STATED EXERCISE: List every line of the items below that contains the word "weight", matching case exactly.

GIVEN RECORDS:
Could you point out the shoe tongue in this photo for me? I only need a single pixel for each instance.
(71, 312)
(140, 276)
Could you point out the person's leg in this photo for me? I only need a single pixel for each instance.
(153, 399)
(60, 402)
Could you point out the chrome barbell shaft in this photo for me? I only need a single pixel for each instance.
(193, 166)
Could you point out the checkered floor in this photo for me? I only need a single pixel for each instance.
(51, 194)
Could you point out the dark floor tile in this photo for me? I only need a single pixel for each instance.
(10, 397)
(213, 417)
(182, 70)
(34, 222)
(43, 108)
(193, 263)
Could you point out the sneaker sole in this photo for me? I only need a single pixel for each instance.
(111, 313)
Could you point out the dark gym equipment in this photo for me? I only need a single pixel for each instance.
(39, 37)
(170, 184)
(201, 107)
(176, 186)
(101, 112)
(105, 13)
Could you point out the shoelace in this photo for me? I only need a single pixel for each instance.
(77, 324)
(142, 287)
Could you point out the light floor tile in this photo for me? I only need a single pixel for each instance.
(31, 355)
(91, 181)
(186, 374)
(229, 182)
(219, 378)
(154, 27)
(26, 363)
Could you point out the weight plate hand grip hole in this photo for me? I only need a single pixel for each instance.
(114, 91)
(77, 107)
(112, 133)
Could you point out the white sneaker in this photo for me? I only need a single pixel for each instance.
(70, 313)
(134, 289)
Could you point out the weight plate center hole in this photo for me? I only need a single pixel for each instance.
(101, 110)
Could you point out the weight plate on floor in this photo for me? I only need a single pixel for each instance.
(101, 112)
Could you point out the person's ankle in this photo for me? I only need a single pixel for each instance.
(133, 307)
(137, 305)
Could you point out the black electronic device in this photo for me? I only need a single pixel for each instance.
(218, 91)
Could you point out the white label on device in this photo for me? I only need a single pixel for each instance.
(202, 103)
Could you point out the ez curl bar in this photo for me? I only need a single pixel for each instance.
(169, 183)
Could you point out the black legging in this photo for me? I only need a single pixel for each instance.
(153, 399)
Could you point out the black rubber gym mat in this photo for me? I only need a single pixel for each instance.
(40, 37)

==

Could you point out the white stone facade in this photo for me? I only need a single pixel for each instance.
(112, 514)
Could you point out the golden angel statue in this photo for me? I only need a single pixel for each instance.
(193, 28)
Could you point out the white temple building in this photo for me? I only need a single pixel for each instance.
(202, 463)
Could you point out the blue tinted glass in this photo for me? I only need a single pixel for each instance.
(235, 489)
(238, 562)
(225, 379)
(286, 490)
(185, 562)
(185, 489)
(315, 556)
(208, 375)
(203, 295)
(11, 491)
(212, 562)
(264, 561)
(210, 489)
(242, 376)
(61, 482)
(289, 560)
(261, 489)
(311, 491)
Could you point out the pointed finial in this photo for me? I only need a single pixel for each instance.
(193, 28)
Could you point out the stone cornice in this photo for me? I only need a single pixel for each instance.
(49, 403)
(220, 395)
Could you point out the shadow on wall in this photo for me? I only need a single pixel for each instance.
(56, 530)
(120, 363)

==

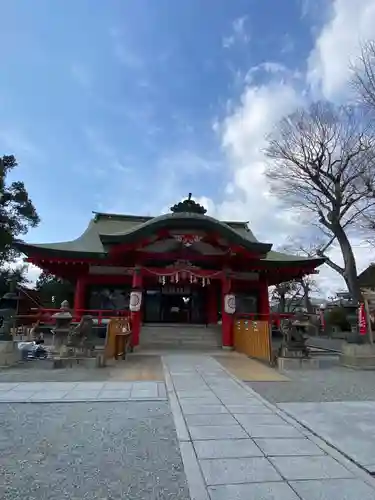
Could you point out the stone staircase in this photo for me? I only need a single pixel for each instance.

ANSWER TO THE EXERCISE:
Could you point out the weight plate hand grip hole in this photo for me? I only need a single pixel for each instance.
Could you point out the weight plate center hole in this photo for me? I only need a single pixel for each instance.
Could you point out the weight plate on floor in this photo for me? I only need a single pixel for each instance.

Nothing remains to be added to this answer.